— START —

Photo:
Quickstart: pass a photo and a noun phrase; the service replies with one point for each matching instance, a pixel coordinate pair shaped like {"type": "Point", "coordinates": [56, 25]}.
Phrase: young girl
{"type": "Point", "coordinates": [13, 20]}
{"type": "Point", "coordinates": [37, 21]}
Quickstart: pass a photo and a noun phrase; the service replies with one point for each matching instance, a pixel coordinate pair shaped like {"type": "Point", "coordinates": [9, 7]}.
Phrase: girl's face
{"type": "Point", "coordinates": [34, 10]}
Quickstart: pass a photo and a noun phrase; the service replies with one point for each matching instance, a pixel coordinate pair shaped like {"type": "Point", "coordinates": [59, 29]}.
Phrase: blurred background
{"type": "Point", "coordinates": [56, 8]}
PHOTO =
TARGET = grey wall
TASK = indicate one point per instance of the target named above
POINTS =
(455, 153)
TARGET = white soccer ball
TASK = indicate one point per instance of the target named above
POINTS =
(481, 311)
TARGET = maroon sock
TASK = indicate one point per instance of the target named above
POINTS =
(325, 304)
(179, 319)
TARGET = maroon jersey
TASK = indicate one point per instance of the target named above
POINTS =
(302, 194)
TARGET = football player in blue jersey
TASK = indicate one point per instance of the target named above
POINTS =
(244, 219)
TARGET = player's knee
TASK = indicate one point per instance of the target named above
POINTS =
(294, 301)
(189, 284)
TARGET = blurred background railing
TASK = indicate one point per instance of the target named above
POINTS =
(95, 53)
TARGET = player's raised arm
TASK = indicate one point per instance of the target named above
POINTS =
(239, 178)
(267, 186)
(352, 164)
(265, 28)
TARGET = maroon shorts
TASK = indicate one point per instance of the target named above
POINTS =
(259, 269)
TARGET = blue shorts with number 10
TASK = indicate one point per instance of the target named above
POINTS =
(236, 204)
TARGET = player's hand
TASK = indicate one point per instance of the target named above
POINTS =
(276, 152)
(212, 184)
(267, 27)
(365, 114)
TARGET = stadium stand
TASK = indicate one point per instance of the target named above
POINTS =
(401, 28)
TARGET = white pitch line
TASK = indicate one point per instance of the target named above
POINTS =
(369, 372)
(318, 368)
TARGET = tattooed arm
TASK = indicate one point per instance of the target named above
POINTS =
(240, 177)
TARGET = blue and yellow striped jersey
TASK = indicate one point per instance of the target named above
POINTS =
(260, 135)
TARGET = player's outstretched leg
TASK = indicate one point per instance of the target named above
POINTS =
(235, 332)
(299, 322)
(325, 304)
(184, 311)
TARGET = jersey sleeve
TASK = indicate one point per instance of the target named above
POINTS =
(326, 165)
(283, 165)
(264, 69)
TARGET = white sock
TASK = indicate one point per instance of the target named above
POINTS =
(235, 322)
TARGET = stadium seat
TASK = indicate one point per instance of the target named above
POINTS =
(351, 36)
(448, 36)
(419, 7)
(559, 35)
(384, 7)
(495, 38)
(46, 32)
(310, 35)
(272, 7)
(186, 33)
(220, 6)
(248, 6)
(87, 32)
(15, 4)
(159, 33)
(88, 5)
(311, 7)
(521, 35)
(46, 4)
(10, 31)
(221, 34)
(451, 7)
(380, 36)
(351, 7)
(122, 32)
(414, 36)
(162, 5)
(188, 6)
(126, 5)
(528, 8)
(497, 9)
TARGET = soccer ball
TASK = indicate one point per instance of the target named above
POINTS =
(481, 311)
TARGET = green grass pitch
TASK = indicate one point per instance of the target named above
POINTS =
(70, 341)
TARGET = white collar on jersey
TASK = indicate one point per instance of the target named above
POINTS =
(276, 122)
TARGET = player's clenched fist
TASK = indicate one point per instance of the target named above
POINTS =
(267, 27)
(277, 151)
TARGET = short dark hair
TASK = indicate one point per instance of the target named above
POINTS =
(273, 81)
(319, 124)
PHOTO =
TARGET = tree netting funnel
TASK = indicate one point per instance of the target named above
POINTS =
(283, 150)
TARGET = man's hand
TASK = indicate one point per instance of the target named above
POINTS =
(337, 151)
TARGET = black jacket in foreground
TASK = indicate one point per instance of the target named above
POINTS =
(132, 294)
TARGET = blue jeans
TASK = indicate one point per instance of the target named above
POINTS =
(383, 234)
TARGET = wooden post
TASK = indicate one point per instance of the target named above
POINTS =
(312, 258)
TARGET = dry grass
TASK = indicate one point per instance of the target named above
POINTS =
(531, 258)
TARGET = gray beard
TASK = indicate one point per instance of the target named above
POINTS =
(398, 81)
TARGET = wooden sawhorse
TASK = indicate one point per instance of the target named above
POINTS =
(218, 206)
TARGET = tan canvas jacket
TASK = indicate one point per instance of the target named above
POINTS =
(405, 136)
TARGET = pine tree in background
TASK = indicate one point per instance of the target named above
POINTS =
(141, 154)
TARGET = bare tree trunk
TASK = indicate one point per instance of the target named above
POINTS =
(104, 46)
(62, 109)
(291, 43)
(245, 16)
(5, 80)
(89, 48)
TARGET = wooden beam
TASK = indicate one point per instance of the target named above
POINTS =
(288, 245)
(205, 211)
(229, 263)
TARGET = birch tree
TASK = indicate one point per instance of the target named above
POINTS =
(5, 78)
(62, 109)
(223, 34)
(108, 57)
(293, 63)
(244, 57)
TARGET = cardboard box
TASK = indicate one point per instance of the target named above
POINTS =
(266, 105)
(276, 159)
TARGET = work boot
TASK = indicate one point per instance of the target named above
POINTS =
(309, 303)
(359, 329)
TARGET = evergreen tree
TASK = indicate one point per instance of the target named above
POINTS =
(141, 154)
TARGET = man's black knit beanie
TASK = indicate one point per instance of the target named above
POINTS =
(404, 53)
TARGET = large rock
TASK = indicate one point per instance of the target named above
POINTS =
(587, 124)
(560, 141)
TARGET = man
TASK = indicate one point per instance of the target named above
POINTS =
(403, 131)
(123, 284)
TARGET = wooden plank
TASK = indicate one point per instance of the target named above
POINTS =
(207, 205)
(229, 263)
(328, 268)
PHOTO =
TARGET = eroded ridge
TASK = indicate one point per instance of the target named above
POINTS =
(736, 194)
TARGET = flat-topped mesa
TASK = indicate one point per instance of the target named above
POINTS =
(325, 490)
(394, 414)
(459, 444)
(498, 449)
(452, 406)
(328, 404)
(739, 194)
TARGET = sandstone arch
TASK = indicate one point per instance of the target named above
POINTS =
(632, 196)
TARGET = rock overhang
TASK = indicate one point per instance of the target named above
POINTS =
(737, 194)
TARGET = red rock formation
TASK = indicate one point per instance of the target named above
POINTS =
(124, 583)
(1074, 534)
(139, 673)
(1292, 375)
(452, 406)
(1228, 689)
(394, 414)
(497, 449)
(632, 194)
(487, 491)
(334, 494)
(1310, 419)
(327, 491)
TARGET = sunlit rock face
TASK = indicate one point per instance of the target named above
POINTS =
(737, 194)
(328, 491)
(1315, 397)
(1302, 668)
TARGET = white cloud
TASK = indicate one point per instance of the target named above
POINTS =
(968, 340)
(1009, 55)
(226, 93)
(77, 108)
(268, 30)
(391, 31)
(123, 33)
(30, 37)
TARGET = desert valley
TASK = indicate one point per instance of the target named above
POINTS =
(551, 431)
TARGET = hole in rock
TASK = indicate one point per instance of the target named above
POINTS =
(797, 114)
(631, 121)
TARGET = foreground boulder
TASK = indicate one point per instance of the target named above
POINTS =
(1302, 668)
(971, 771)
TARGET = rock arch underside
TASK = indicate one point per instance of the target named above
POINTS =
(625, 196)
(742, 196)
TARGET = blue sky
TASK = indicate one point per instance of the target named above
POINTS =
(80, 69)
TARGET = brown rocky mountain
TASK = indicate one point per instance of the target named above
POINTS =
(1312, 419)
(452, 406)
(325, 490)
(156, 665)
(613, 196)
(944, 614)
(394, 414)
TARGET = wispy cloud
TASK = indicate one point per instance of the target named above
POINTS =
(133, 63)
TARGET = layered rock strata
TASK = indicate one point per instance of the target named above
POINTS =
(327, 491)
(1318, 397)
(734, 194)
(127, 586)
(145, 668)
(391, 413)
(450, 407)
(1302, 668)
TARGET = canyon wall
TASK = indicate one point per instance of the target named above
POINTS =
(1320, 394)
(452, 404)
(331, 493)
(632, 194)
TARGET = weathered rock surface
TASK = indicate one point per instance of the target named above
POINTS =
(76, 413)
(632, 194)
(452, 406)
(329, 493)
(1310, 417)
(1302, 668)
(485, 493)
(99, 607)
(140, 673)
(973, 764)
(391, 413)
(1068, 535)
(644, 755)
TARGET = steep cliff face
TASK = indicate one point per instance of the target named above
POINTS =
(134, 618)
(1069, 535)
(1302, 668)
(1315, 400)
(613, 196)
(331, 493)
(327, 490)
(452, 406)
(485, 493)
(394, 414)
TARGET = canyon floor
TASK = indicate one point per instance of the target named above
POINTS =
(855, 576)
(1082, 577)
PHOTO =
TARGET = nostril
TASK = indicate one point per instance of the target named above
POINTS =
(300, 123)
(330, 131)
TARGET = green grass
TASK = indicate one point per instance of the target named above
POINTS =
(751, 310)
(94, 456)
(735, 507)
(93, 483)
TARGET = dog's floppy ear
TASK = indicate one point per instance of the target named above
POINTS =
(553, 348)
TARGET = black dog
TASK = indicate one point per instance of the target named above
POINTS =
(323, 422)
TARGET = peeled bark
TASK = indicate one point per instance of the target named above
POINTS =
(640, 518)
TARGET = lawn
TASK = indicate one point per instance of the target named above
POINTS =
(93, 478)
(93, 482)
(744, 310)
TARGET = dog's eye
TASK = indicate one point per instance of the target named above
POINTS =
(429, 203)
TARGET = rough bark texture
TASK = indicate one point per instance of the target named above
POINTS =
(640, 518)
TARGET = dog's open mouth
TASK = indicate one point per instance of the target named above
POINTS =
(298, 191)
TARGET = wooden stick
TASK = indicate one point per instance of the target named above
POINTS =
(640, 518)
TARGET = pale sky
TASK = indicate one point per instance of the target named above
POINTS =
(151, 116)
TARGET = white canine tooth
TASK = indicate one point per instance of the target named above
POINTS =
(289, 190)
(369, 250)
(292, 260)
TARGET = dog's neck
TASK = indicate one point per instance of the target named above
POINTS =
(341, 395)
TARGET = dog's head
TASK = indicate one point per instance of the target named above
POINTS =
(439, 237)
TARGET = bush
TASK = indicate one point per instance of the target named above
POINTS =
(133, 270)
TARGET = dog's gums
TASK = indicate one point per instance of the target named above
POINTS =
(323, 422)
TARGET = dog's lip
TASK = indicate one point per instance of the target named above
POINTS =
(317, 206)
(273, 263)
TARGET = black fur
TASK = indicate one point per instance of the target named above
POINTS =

— END —

WORK TO BE COMPLETED:
Give again, word for word, every line from the one holding "TARGET = dog's eye" to the end of the data.

OUTPUT BELOW:
TARGET = dog's eye
TASK = indicate one point per instance of the target named above
POINTS =
(429, 203)
TARGET = rough bark texture
TASK = indicate one point per instance of the target named above
POINTS =
(640, 518)
TARGET = dog's open mouth
TASK = indicate one point per instance of the target named above
POINTS =
(298, 191)
TARGET = wooden stick
TASK = indicate one point per instance of the target named above
POINTS =
(640, 518)
TARGET = pale sky
TASK = indicate one point per instance of the target named above
POINTS =
(151, 116)
TARGET = white canine tooth
TASK = indicate one point per instance of the target named above
POINTS =
(289, 190)
(369, 250)
(292, 260)
TARGET = dog's neck
TASK = indicate one point per instance of the target named above
POINTS =
(341, 395)
TARGET = dog's head
TASK = indicate one point per instance of the target named above
POINTS =
(439, 237)
TARGET = bush
TASK = indicate one point per instance of the target named above
POINTS =
(133, 270)
TARGET = dog's gums
TASK = indicate one point per instance of the target named above
POINTS =
(323, 422)
TARGET = dog's lip
TASK = indicate one point per instance of the target named above
POINTS =
(317, 206)
(273, 263)
TARGET = black fur
TASK = indicate one point per instance of the target named above
POINTS =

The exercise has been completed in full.